## TRECHO PARA LEITURA
Qual o papel da comunicação no processo democrático do Brasil?

Para responder a essa pergunta, precisamos falar sobre a concentração dos meios de comunicação no país e como ela tem afetado a comunicação democrática. O Brasil tem poucos grupos de comunicação, e eles são os proprietários da maioria dos veículos de maior audiência. Além disso, embora existam diferenças e disputas internas no jornalismo desses veículos – profissionais que fazem o tensionamento para divulgar fatos com outros olhares–, temos, a grosso modo, uma mídia no Brasil que está ligada ao agronegócio, às igrejas e a outros setores com interesses políticos e econômicos.

Também acontece no Brasil o fenômeno dos políticos que são donos de mídia. São os próprios parlamentares que aprovam ou não as concessões de rádio e TV, e eles não poderiam se beneficiar com algo que eles mesmos aprovam. E isso acontece, além da falta de acesso dos demais grupos. Onde a gente vê, por exemplo, as pautas do MST circulando amplamente? Justamente por conta dessa concentração dos meios em grupos políticos e empresariais é muito difícil para os movimentos sociais e para os grupos marginalizados da sociedade conseguir influenciar o debate público, influenciar as ideias e valores em relação a temas que vão impactar nos interesses políticos e econômicos dos grandes veículos.

Então quais são as consequências dessa falta de acesso à comunicação por parte dos movimentos sociais?

Vou pegar como exemplo o caso do MST. Em 2011, o Intervozes lançou uma pesquisa chamada Vozes Silenciadas. Nela, concluímos que a maioria das matérias sobre o MST coloca o movimento como um agente de violência. Mesmo em matérias sobre o Abril Vermelho, que é uma jornada de manifestações para lembrar e denunciar o massacre de Eldorado dos Carajás. Ainda assim, as matérias noticiavam que o MST “invadiu” alguma propriedade por conta do Abril Vermelho, e não explicavam que se tratava de uma ação para lembrar uma violência que o movimento sofreu.

Até hoje, percebo em conversas com algumas pessoas que não são de movimentos sociais, uma ideia muito forte de que o MST é violento. Isso não condiz com a realidade, quando o fato é que o MST tem um arroz superpremiado, que está mantendo o preço apesar dessa alta, e que o MST vem fazendo um trabalho de doação de alimentos nesse momento gravíssimo de pandemia, por exemplo. Mas como você faz essa disputa se os grandes veículos são ligados a grupos de agronegócio? Para que a sociedade seja democrática, a gente vai precisar que as ideias e valores do MST estejam em condições de disputa com as ideias e os valores do agronegócio.

[Registros de uma fonte de dados]
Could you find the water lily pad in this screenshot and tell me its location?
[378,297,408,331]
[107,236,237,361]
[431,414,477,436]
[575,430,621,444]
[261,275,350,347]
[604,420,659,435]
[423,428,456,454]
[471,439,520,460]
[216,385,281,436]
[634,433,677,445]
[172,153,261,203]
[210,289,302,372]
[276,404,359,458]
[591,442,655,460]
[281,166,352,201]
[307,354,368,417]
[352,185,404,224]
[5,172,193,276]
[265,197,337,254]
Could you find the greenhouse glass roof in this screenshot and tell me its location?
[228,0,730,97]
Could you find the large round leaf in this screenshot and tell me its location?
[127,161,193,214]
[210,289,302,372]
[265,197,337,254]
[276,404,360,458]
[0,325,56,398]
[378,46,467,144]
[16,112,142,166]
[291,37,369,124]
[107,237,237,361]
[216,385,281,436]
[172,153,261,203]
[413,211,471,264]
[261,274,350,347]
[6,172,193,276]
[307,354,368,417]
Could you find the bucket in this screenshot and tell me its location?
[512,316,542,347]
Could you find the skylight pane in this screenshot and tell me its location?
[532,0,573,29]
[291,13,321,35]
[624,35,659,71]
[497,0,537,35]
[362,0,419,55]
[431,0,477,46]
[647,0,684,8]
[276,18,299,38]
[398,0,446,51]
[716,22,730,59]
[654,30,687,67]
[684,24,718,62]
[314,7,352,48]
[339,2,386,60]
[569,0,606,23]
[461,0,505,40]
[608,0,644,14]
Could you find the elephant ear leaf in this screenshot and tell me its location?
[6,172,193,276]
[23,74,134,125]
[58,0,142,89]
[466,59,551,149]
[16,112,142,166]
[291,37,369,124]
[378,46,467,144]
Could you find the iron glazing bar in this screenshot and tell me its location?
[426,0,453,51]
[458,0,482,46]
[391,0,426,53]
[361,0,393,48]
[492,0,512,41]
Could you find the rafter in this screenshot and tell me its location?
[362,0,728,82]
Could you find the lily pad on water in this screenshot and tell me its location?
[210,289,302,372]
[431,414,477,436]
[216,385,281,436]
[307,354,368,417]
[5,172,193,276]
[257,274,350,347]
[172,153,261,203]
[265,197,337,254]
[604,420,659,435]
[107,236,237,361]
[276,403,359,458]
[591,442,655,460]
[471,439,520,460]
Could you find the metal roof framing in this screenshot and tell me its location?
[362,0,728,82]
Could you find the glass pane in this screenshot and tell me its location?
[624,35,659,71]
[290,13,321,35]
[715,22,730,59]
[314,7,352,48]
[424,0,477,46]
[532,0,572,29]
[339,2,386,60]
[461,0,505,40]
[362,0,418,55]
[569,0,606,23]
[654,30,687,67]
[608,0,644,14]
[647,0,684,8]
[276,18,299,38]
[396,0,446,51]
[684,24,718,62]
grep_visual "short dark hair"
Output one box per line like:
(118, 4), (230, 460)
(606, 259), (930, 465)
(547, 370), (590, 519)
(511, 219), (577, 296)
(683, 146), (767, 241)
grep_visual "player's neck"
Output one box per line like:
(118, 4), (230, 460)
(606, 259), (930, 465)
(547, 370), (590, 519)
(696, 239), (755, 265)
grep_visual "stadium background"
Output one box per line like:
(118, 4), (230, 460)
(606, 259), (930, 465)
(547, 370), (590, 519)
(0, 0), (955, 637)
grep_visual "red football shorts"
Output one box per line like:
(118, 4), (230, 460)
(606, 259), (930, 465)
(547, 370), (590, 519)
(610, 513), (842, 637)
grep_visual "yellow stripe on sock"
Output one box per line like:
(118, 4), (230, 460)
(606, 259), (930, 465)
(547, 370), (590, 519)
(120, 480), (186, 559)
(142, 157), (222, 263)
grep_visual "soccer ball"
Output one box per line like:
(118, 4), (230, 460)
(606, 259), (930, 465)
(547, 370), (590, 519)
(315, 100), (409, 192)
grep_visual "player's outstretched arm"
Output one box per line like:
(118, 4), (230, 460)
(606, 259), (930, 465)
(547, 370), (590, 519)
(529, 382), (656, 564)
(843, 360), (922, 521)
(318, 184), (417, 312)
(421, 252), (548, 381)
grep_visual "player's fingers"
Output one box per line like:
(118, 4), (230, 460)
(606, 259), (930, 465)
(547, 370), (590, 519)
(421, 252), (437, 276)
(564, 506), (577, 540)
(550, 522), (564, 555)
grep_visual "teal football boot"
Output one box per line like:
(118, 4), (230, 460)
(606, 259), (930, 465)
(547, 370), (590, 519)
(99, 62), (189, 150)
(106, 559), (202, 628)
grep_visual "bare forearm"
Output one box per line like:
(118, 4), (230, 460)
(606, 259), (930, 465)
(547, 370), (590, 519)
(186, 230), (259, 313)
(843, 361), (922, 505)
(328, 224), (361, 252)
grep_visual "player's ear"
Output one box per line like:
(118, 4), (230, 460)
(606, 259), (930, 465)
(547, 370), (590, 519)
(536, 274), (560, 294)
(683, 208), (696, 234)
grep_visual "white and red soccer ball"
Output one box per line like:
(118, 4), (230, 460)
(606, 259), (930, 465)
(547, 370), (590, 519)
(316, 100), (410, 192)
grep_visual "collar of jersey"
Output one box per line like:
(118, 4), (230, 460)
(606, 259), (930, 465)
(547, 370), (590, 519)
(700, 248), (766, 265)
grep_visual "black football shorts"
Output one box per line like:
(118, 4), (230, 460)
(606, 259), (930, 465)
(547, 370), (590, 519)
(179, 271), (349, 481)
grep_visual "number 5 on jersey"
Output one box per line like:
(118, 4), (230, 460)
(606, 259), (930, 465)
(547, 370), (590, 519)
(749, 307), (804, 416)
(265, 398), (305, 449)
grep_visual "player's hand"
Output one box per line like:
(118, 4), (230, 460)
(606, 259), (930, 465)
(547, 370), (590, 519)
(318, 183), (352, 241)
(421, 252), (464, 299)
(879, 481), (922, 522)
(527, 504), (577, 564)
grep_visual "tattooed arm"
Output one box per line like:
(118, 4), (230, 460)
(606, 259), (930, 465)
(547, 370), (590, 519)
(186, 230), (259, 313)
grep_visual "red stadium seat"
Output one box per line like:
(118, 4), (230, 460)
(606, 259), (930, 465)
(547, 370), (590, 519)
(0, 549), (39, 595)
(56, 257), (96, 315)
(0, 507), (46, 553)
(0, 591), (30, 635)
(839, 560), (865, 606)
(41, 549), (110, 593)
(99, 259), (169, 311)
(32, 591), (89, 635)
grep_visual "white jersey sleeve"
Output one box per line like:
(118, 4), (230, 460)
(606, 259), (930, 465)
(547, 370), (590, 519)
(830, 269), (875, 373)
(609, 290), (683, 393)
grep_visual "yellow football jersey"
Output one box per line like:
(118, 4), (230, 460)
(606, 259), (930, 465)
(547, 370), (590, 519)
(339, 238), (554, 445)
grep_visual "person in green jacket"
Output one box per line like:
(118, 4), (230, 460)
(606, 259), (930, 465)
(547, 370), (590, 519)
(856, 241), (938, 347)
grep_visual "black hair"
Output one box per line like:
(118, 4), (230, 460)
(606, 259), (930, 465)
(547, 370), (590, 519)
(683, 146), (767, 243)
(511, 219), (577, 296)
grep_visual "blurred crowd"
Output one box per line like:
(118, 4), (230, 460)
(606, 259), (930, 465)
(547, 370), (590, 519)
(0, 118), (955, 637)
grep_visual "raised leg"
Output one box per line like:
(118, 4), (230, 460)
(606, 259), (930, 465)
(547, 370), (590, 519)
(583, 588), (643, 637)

## QUESTÕES DO MATERIAL
**A)** Responda com base no trecho sobre comunicação e democracia:
(i) Em que ano o Intervozes lançou a pesquisa Vozes Silenciadas?
(ii) O que o Abril Vermelho lembra e denuncia?
(iii) Quem aprova ou não as concessões de rádio e TV?
**B)** Copie do trecho sobre comunicação e democracia, sem nenhuma alteração, a parte que vai de "Qual o papel" até "políticos e econômicos.".
**C)** Traduza para o inglês esta frase do trecho sobre comunicação e democracia: "O Brasil tem poucos grupos de comunicação, e eles são os proprietários da maioria dos veículos de maior audiência."

## SUAS RESPOSTAS ESCRITAS
**A)**
(i) Em 2011.
(ii) O massacre de Eldorado dos Carajás.
(iii) Os próprios parlamentares.

**B)**
Qual o papel da comunicação no processo democrático do Brasil?

Para responder a essa pergunta, precisamos falar sobre a concentração dos meios de comunicação no país e como ela tem afetado a comunicação democrática. O Brasil tem poucos grupos de comunicação, e eles são os proprietários da maioria dos veículos de maior audiência. Além disso, embora existam diferenças e disputas internas no jornalismo desses veículos – profissionais que fazem o tensionamento para divulgar fatos com outros olhares–, temos, a grosso modo, uma mídia no Brasil que está ligada ao agronegócio, às igrejas e a outros setores com interesses políticos e econômicos.

**C)** Brazil has few media groups, and they are the owners of most of the outlets with the largest audiences.